TEXT EXTRACT
>> Start

Now that I spend most of my work days in Monterey, where the food is good, but shall we say mild, I find myself making up for lost time on the weekends.
El Yucatecho XXXL hot sauce in.. POTATO SALAD! Everything! When I get home :)
Now that I spend most of my work days in Monterey, where the food is good, but shall we say mild, I find myself making up for lost time on the weekends.
El Yucatecho XXXL hot sauce in.. POTATO SALAD! Everything! When I get home :)
Not quite at the hot sauce in my pocket stage, but soon
Eating here feels like the inversion of how I’ve eaten most of my life.
Back in Singapore / Malaysia / Thailand, everything was spicy by default and you had to go out of your way to eat un-spicy foods and cuisines
Here, I have to add spicy to almost everything
Still haven’t adjusted. Some days if I go for more than 3 days without a capsaicin hit to my brain that is strong enough to notice, I get very very sad
Possibly also why I default to eating Mexican food when I eat out here. Most Mexican cuisines taste close to what I like to eat. I still have to add a ton of hot sauce. Thankfully I live very close to the two Thai places in SF that do ‘thai spicy’ by default (unlike everywhere else) so I don’t even have to ask. Or I order in Thai to really bump it up.
Eating not spicy food as a person who prefers spicy food is just as painful as eating spicy food for someone who doesn’t like it
@phil_stevens great idea
@skinnylatte Once upon a time, I used to travel with a film container of dried chiltepins.
@cpm I’m not ashamed! My dad rocks a bottle of fish sauce and extra chilies. And when he goes for seafood he also brings his own tongs and crackers.
@skinnylatte
for many years,when I carried a backpack laptop bag, I kept one of those small plastic jars of huy fong's tuong ot toi in a side pocket
also a small plastic jar of matouk's calypso sauce
but it's awkward and somewhat shameful to bring your own condiments, if not outright wrong.
so i quit doing it
@skinnylatte almost every time I ask for the spice level to be authentic or as intended for the dish at a Thai place the staff looks at my paleness and just make it kind of spicy. I get it though, they probably have a lot of food sent back because the average customer doesn't want very spicy food.

>> End

EXTRACTED DATA
>> Start

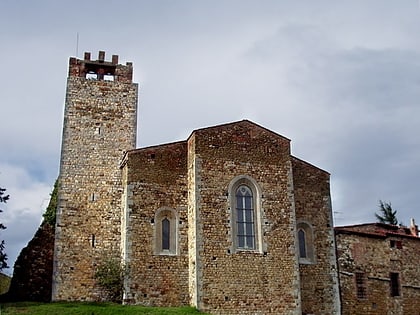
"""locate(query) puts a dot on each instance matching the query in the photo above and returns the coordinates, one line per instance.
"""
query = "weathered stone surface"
(99, 126)
(374, 251)
(170, 211)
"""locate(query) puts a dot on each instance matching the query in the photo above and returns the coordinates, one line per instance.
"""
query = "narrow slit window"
(302, 243)
(360, 285)
(394, 284)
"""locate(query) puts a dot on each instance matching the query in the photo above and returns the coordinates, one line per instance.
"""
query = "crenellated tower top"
(100, 69)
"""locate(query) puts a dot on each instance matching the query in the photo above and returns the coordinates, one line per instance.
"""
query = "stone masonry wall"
(264, 281)
(157, 179)
(99, 125)
(319, 279)
(374, 257)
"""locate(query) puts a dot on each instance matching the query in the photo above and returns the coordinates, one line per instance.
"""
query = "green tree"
(110, 276)
(3, 256)
(50, 213)
(387, 214)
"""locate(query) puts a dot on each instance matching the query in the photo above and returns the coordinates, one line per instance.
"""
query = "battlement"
(100, 69)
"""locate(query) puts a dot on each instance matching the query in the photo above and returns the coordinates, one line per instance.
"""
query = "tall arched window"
(165, 232)
(245, 211)
(245, 218)
(302, 243)
(306, 243)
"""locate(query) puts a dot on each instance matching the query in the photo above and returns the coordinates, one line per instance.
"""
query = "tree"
(387, 214)
(3, 256)
(50, 213)
(110, 276)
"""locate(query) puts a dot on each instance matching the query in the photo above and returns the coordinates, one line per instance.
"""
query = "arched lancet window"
(245, 218)
(302, 243)
(305, 243)
(165, 232)
(245, 214)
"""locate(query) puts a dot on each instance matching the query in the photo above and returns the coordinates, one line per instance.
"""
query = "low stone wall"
(32, 276)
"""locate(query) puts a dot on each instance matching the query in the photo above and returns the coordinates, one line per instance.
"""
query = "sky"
(341, 79)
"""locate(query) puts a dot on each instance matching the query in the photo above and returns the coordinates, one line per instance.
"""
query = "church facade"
(228, 221)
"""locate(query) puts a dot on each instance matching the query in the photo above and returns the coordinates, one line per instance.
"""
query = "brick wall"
(156, 178)
(374, 257)
(319, 281)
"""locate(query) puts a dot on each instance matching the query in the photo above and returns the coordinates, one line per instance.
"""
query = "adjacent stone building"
(227, 220)
(379, 269)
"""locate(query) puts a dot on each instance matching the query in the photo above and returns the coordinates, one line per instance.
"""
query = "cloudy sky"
(340, 79)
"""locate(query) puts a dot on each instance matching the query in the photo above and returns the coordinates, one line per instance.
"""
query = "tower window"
(245, 218)
(302, 243)
(305, 243)
(360, 285)
(394, 284)
(166, 232)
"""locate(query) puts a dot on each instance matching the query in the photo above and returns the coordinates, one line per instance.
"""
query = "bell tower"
(100, 122)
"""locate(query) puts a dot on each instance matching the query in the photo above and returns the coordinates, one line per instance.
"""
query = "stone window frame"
(171, 215)
(306, 228)
(361, 286)
(394, 284)
(256, 193)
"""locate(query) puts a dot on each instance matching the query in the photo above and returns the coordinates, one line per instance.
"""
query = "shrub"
(110, 276)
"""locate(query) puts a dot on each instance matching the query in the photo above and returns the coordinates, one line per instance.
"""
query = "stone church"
(228, 220)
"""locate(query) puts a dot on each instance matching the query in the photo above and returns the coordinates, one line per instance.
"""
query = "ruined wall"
(156, 181)
(318, 274)
(99, 125)
(32, 273)
(374, 258)
(226, 280)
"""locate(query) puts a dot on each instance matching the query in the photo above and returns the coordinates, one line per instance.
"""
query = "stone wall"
(156, 181)
(374, 259)
(32, 274)
(99, 126)
(319, 279)
(229, 281)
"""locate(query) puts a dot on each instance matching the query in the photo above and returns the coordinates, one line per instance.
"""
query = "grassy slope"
(63, 308)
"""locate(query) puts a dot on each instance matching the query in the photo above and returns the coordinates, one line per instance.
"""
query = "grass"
(73, 308)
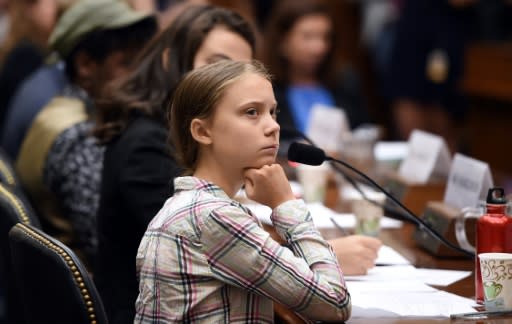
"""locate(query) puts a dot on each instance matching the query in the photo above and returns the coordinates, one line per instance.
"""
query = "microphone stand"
(410, 215)
(391, 212)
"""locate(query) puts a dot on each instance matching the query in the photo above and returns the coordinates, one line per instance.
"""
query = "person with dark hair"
(299, 48)
(205, 257)
(423, 79)
(60, 162)
(138, 170)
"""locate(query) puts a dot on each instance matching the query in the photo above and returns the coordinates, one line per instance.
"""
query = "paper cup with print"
(313, 180)
(368, 214)
(496, 269)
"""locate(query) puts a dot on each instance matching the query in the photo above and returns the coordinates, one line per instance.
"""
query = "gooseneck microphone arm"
(308, 154)
(390, 212)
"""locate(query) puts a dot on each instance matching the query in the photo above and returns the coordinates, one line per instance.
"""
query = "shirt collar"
(193, 183)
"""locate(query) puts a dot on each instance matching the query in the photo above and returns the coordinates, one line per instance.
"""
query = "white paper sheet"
(405, 299)
(321, 215)
(347, 221)
(389, 256)
(434, 277)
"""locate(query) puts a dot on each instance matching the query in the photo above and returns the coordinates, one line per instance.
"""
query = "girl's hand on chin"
(268, 185)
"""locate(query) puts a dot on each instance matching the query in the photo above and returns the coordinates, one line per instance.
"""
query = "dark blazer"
(137, 178)
(347, 96)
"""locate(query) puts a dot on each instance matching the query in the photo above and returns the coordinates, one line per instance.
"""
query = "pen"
(482, 315)
(343, 230)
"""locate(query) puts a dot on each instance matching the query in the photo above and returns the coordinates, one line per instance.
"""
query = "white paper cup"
(496, 269)
(313, 180)
(368, 214)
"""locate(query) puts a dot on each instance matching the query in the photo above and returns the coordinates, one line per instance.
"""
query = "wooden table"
(401, 240)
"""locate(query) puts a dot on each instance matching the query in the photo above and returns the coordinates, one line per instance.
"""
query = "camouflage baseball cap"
(86, 16)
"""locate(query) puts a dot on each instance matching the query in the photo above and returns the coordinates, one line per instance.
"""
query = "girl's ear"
(165, 58)
(200, 131)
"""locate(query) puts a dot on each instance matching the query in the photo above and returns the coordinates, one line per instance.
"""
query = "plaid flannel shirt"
(205, 258)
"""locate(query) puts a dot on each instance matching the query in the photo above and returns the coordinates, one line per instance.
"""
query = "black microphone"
(320, 155)
(312, 155)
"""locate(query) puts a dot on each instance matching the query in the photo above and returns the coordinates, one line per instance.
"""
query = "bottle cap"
(496, 196)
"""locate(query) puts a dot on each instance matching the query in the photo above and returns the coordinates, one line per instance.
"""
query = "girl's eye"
(251, 112)
(274, 112)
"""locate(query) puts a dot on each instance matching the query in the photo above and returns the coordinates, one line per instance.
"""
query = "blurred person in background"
(42, 85)
(299, 51)
(426, 66)
(60, 163)
(138, 169)
(25, 45)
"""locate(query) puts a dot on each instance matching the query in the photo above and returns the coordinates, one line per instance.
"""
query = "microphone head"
(306, 154)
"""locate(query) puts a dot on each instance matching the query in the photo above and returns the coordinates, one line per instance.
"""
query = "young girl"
(205, 257)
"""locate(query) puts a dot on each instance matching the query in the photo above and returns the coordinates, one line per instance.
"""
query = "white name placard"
(468, 182)
(427, 156)
(327, 127)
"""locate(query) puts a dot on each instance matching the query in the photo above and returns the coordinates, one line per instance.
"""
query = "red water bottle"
(493, 233)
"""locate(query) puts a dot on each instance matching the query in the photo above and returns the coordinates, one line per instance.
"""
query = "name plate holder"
(468, 182)
(442, 217)
(414, 195)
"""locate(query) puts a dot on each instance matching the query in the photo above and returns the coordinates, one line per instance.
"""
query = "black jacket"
(137, 178)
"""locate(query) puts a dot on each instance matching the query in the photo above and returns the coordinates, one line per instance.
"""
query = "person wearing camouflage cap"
(60, 162)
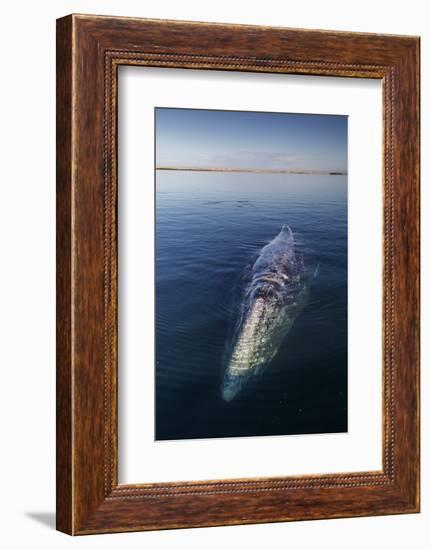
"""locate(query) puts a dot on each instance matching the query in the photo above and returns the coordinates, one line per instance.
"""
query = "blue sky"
(242, 139)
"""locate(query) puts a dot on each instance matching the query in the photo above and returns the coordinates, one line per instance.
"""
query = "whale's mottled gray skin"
(276, 295)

>> End

TASK REQUIREMENTS
1. Reproduce the thread about spicy food from "so i quit doing" through "very spicy food.".
2. List every place name that appears in the thread about spicy food.
3. Continue the thread about spicy food, picking up after its final post.

ANSWERS FOR THE EXERCISE
1.
so i quit doing it
@skinnylatte almost every time I ask for the spice level to be authentic or as intended for the dish at a Thai place the staff looks at my paleness and just make it kind of spicy. I get it though, they probably have a lot of food sent back because the average customer doesn't want very spicy food.

2.
Monterey
Singapore
Malaysia
Thailand
SF

3.
@afewbugs @cpm somehow I’ve never taken to huy Fong’s products especially the sriracha and sambal oelek. All of it to Too Sour, not hot.
I have to buy the products from Indonesia or Thailand or Mexico haha
@cpm @skinnylatte also for the avoidance of confusion the sign on the wall says "No LGB without the T", but just being able to see the first part gives the wrong impression!
@cpm @skinnylatte team Pocket Sriracha all the way
@pagrus I’d qualify it by saying that’s for cuisines that are supposed to be spicy. dishes that are toned down are just very annoying and I’d rather not eat them
@skinnylatte@hachyderm.io spicy take
@skinnylatte@hachyderm.io I get it, spicy by default is normal here too, even if it's just throwing crushed red pepper in to things. the one exception might be the flamin hot mountain dew I tried, I don't think the world is ready
@pagrus supper and breakfast in Malaysia is spicy by default
I need that
@eco_amandine @pagrus legit!
feels equivalent to making a donut with no sugar. Or flour.
@skinnylatte @pagrus there's a Thai place I like close to my home. They have one or two curries on their menu and refuse to change their spiciness "because it changes the flavor too much". Your take made me think of them 🙂
@Affekt someone got sued in San Jose for damaging a customer’s vocal cords or something. After she insisted on Thai spicy
@skinnylatte please reveal sf ‘thai spicy’ places!
@mikemccabe Zen Yai and Sai Jai Thai
I absolutely dislike Ler Ros coz I find the food super toned down and it makes me extra mad coz I know they can make proper food (they used to own another spot that was great..)
@skinnylatte ugg, people can be such jackasses. Making other people responsible for their poor choices. Like, take a small taste? But I guess if they're insisting on high spice level they assumed they could tolerate it.
@skinnylatte@hachyderm.io @eco_amandine@mastodon.cr there is this impulse that some people have to modify menu items no matter what, often even before trying something for the first time. we use to get them at my shop, I'm like if you think you need to tweak something before you even try it, why are you even here?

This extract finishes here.